Document section:
-=-=-=-=-
Kwek Leng Beng (; born 1941) is a Singaporean billionaire businessman. He is the executive chairman of Hong Leong Group Singapore. In September 2019, Forbes estimated his net worth to be US$3.4 billion.

Early life
Kwek's father, the late Kwek Hong Png left Tongan, Fujian province, China as a penniless teenager for Singapore and subsequently founded the Hong Leong group there. Kwek Leng Beng was trained as lawyer in London, but chose to join the family business in the early 1960s.

Career
He became chairman in 1990 and went on to establish an international reputation for his leadership of the Hong Leong Group, which is now a conglomerate with more than 300 companies, including 12 listed ones.

Kwek is the chairman of City Developments Limited (CDL), an international property and hotel conglomerate and the leading real estate developer in Singapore. It operates in 20 countries in Asia, Europe, North America and Australasia. CDL has over 250 subsidiaries and associated companies including 8 companies listed on the stock exchanges of Singapore, London, Hong Kong, Amsterdam, New Zealand and Manila. CDL has a market capitalization of US$5.8 billion and ranks just outside Singapore's top 10 listed companies. It is also the second-biggest property developer in Southeast Asia.
-=-=-=-=-
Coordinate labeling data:
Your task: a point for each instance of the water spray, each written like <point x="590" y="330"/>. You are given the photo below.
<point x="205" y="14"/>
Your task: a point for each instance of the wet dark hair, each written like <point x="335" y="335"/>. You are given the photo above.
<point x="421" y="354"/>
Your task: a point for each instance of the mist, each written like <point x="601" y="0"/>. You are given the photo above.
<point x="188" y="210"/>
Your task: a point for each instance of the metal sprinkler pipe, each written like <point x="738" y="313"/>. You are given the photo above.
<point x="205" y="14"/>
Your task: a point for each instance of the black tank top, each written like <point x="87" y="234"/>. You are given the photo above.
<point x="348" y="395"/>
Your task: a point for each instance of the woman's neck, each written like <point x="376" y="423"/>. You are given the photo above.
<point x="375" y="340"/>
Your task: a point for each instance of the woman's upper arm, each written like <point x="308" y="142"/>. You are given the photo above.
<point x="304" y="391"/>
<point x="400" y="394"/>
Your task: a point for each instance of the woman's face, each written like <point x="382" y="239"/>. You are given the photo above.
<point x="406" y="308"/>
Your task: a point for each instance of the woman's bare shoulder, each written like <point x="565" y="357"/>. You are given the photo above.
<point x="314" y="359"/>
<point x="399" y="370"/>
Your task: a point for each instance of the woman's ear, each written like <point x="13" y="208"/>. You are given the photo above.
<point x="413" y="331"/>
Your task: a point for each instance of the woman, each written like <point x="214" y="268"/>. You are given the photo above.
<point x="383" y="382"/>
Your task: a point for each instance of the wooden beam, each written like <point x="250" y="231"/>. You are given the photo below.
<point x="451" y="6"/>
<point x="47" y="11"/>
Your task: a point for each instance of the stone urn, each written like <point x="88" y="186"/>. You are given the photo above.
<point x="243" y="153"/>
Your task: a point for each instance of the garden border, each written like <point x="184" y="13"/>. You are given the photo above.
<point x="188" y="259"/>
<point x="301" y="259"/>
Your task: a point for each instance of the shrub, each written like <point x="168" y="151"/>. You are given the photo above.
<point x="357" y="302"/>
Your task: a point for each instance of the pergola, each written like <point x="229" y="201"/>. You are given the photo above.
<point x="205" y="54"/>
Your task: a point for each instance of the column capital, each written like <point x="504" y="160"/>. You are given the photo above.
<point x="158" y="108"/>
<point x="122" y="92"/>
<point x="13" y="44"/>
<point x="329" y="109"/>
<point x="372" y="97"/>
-=-=-=-=-
Required tasks:
1. Decide whether each statement agrees with the Kwek Leng Beng profile, answering yes or no and quoting the deciding words: (a) Kwek studied law in London. (b) Kwek became chairman in 2000. (c) CDL operates in 30 countries.
2. Extend the Kwek Leng Beng profile, picking up after its final sentence.

Set of answers:
1.
(a) Yes: "Kwek Leng Beng was trained as lawyer in London"
(b) No: "He became chairman in 1990"
(c) No: "It operates in 20 countries in Asia, Europe, North America and Australasia."

2.
Kwek chairs Millennium & Copthorne (M&C) Hotels, a London-listed international hotel group of which a 53% share belongs to CDL. M&C is ranked 40th among the world's top international hotel groups and has a portfolio of over 120 owned and managed hotels with about 36,500 rooms in 19 countries (including those in the pipeline).

Kwek's Hong Leong Group also owns Hong Leong Finance, Singapore's largest finance company, with a network of 28 branch offices. Kwek is a member of the board of trustees of the Singapore Management University. He received an honorary doctorate from Oxford Brookes University. Kwek oversees the Singaporean operations of the Hong Leong Group, while his cousin and fellow billionaire Quek Leng Chan oversees the Malaysian.

Private life
Kwek is married to Cecilia Kok. The couple's son Sherman is CDL's CEO since January 2018. His younger son Kingston was a private investor in the equity and debt markets who became a venture capitalist.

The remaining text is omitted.